Required task |
Update the items below by replacing "windshield wiper" with "wiper blade" wherever it appears, keeping every other line the same. Leave the pictures out of your answer.

Data for processing |
══════════
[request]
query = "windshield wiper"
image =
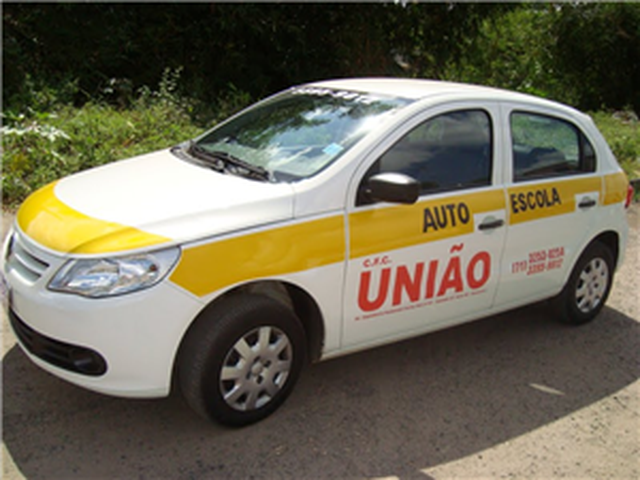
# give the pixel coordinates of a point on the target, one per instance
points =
(219, 160)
══════════
Completed exercise |
[request]
query = "wiper blade"
image =
# give the pixel coordinates of a point on the target, one per instance
points =
(219, 160)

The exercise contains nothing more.